* START Selection *

Guys, please learn how to remember names. It is good for your health. As an example, consider what will happen if you come down to breakfast tomorrow morning and call your wife Joan, when her name is actually Liz. The battle of the sexes will turn into a bloodbath. She will probably kill you, or at best hit you over the head with a blunt instrument. And then you will spend the rest of your life explaining just exactly who Joan is. Not a pleasant scenario. It pays to remember the name of your wife or girlfriend. It makes sense.
Ok, perhaps that scenario is not very likely. If it is, you have a serious problem which is beyond the scope of this website. If you have a lover called Joan, at least be clever enough to remember that your wife’s name is Liz. If you are going to lie and cheat, which by the way I do not recommend (it is hard work), you need a very good memory. Learn how to remember names instead, it is easier. And much easier than explaining why you cry out ‘Oh Joan’ when you are making love to Liz.
Forgetting names is easy. All you have to do when you meet someone new is not pay attention. Have you ever been in a situation where you were introduced to an attractive lady, and a minute later you couldn’t remember her name? The reason is quite simple – you weren’t listening in the first place. You were probably looking at her breasts and imagining what you were going to do to her later. A tip, guys. If you don’t remember her name, you are unlikely to be doing anything to her later.

* END Selection *
* START Material provided *

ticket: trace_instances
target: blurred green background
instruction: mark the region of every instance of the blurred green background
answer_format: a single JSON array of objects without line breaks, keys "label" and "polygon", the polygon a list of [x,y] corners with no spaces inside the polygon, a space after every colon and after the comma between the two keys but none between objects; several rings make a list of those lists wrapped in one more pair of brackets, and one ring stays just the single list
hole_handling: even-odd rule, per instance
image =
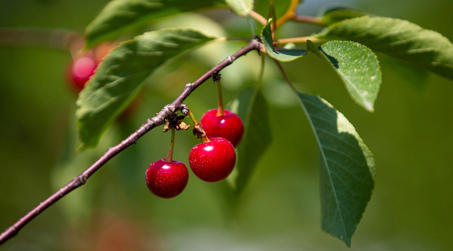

* END Material provided *

### Short problem
How would you render the sentence "It pays to remember the name of your wife or girlfriend." from the text on remembering names in Spanish? These records have no connection to the text.

### Answer
Vale la pena recordar el nombre de tu esposa o de tu novia.